_To do_.
Revise all of the data below so that "one pair each line" becomes "one pair per line" everywhere and nothing else changes. Leave the pictures out of your answer.

++++++

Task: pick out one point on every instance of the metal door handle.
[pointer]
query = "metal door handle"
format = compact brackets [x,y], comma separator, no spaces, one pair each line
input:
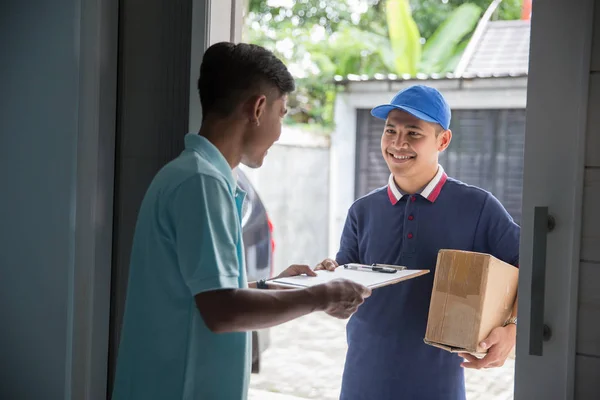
[538,331]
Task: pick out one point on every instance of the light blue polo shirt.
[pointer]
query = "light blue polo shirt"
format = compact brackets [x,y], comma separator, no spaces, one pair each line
[188,240]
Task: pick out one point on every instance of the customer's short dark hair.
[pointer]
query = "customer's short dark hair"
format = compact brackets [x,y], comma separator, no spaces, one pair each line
[232,72]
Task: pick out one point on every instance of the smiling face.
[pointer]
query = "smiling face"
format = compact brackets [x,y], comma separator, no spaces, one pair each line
[411,146]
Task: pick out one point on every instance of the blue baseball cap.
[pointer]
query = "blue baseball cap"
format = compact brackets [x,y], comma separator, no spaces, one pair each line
[423,102]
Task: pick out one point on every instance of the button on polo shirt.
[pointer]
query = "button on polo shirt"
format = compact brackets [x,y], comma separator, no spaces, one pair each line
[387,358]
[188,240]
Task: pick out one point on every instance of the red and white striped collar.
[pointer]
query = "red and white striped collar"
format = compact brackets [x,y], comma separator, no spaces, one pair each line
[430,192]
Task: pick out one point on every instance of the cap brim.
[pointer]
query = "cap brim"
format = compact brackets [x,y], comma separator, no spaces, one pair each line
[382,112]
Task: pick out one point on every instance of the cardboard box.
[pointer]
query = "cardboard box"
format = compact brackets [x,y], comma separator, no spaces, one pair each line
[473,293]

++++++

_The reply_.
Task: pick out one point on every instance of the metal door handle.
[pointer]
query = "metal door handle"
format = compact brackets [x,y], comma separator, no spaces, one pair per line
input:
[538,331]
Task: pick out one point on every instance of the light blue polo shirt.
[pointer]
query = "light blue polo shirt"
format = compact brackets [x,y], comma separator, no spaces, one pair per line
[188,240]
Task: pick out one point on every instance of the customer's short dark hair.
[pointer]
query = "customer's short dark hair"
format = compact brackets [x,y], comma separator, no spaces, one pair per line
[232,72]
Task: pick out one point on every instance of the smiling face.
[pointer]
query = "smiling face"
format = compact brackets [x,y], comma separator, no spaces, one pair per line
[411,146]
Task: pick out one point on every instance of the blue baseball cap.
[pointer]
query = "blue baseball cap"
format = compact brackets [x,y], comma separator, no spaces, one pair per line
[423,102]
Task: pick out one point on every instance of the button on polo shirt.
[pointer]
query = "button on polo shirt"
format = compact brackets [x,y], comma separator, no spaces, one pair per line
[387,358]
[188,240]
Task: pick out one point on every instance of the red and white striped collar.
[pointer]
query = "red and white striped collar"
format = compact brackets [x,y], comma separator, no spaces, one pair per line
[430,192]
Task: pick out one point on every instance of the cap brim.
[pointer]
query = "cap brim"
format = compact brackets [x,y], comma separator, no spaces, one pair per line
[382,112]
Task: pick out one point on every instance of the cardboard box.
[pointer]
query = "cardboard box"
format = compact brackets [x,y], comma separator, no spaces, one pair per line
[473,293]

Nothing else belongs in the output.